Dataset entries:
▬▬▬▬▬▬
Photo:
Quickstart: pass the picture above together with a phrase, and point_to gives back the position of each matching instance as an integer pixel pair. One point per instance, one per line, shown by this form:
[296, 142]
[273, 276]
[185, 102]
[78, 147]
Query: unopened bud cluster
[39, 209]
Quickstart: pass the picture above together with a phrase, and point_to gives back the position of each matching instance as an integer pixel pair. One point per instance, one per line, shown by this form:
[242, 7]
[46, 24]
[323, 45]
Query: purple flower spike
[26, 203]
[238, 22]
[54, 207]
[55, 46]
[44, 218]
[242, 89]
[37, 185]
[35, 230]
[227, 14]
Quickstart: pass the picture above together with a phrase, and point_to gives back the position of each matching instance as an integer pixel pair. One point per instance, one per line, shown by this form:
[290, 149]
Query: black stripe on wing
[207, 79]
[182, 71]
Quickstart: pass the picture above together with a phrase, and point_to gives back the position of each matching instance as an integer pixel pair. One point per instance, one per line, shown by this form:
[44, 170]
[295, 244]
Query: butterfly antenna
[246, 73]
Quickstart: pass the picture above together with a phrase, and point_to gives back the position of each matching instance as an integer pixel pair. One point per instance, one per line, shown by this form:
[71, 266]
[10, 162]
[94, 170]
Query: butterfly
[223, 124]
▬▬▬▬▬▬
**Required action:**
The entries are to be repeated exactly, with nothing altered.

**Exercise solution:**
Photo:
Quickstart: pass the picture above together with a phrase, and point_to gives back the position of each matching instance as an integer pixel pair. One point per instance, one per line, shown by this form:
[296, 142]
[273, 276]
[185, 102]
[78, 147]
Query: unopened bud cluster
[39, 209]
Quickstart: pass the picture above together with a phrase, and point_to gives back the position of each matching instance as an integer pixel pair. One point per instance, one per line, shown by this form:
[242, 7]
[46, 24]
[323, 45]
Query: purple flower spike
[26, 203]
[238, 22]
[54, 207]
[55, 46]
[44, 218]
[242, 89]
[37, 185]
[35, 230]
[227, 14]
Quickstart: pass the picture above together with a phrase, and point_to gives back the position of each matching instance as an integer pixel pair. One point per instance, one per line, shown by this form:
[290, 149]
Query: black stripe on wing
[207, 79]
[182, 71]
Quickstart: pass the picture above together with a phrase, and point_to gives back the position of each matching instance as an integer pixel pair. One point per instance, one per line, shown by this form:
[44, 170]
[295, 244]
Query: butterfly antenna
[246, 73]
Quickstart: pass the picture above together with a phrase, and point_to gives back the position of each matching instance as an integer pixel pair. One point per instance, one per line, shown by this form:
[71, 266]
[10, 162]
[94, 170]
Query: butterfly
[223, 124]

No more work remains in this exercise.